Document excerpt

Being a “scientist” I thought I needed randomised control trials and meta analyses to justify an evidence based approach in education as well as the sciences. However I am also aware of this approach not necessarily being useful for Sex & Relationships Education. For example the SHARE project (an RCT of Sex and Relationships Education) which found no impact on age of first intercourse, levels of sexual activity, or condom or contraceptive use, between enhanced SRE program (SHARE) and standard programs. However in comparison with conventional sex education, SHARE was evaluated more highly by both pupils and teachers, it increased practical sexual health knowledge, and it slightly improved the quality of sexual relationships, primarily through reduced regret. Some have interpreted SHARE results to mean that SRE doesn’t work and therefore should not be taught. Not an interpretation I share obviously and my rants on about value added and behavior change in SRE are beyond the scope of the post!) but I’m very wary of RCT’s for evidence based education, as they are often narrow in scope and conclusions risk dismissing some incredibly positive interventions just because they didn’t get the “right” results in an RCT. I’ve come to realise that adopting a “positivist” position for Sex & Relationships Education is flawed because humans operate in open conditions, we cannot control the variables, and if our intervention is still a positive one (like SHARE was), is it fair to deprive a control group of it?

Required task 1
In the passage on evidence-based sex education, what did the SHARE project mainly reduce in order to slightly improve the quality of sexual relationships?
Required task 2
Pick up the passage on evidence-based sex education after its final sentence and write the next part.

Record list

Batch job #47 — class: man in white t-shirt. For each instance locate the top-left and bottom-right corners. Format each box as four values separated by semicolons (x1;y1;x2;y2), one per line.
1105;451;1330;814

--

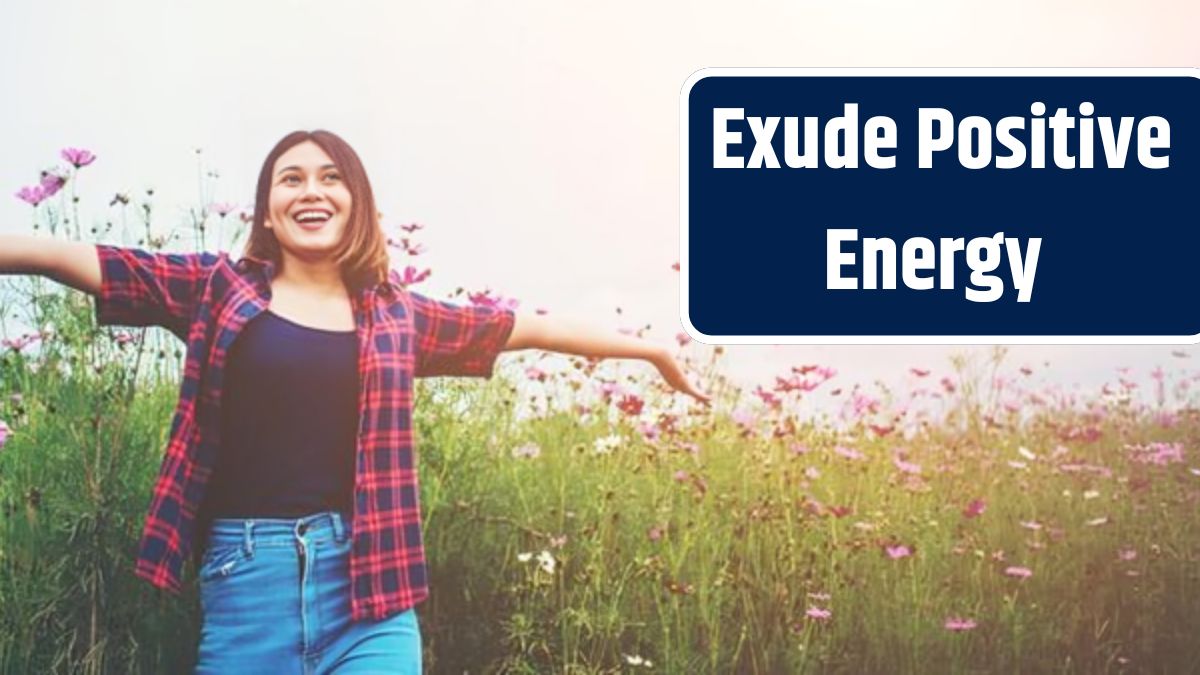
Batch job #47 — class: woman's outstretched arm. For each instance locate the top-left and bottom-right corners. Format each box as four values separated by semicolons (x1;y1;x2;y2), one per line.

Response 1
Regret.

Response 2
I also became worried about how evidence is  interpreted both in the formation of conclusions and developing evidence based policy. For example interpretations of the quote “homosexuality exists in 1500 species, homophobia exists in just one”.   The Zoologist in me has to point out whilst we can categorise animals and humans by their behaviours to be “homosexual” or “homophobic” these categorisations maybe subjective and may differ between researchers.  Some researchers have stated that the observed “homosexual behaviour” in certain animals is a way of asserting sexual dominance. i.e. “ same sex rape or violence” whereas others have stated “animals solve conflict by same gender sex”, these interpretations caused me to ponder if the researchers own positionings around their own feelings around homosexuality and homophobia affect their interpretation of results.

I also have concerns about how evidence is interpreted  to adopt “evidence based policy”. For example hypothetically the evidence might state “adopting a zero tolerance approach to homophobic language is the most effective in reducing homophobia”. This might be interpreted as adoption such a zero tolerance policy immediately without engaging in a dialogue with the school community about why homophobic language is unacceptable.  This could then set up confrontations with stakeholders on their core values and beliefs, where confrontation creates a block, anger, resentment and no possibility for understanding and positive change. Therefore the zero tolerance strategy fails because people are still homophobic just silenced about it. In my experience the dialogue before adopting a zero tolerance policy is the most crucial aspect of the work.  Getting young people to understand why using gay as a pejorative is unacceptable is an incredibly powerful tool in fighting homophobia. At my own school we found once the young people understood they were policing their own language and challenging each other.   Therefore nuances such as “engage in dialogue THEN adopt a zero tolerance policy”, could be missed by sumarising the evidence into “best practice evidence points”.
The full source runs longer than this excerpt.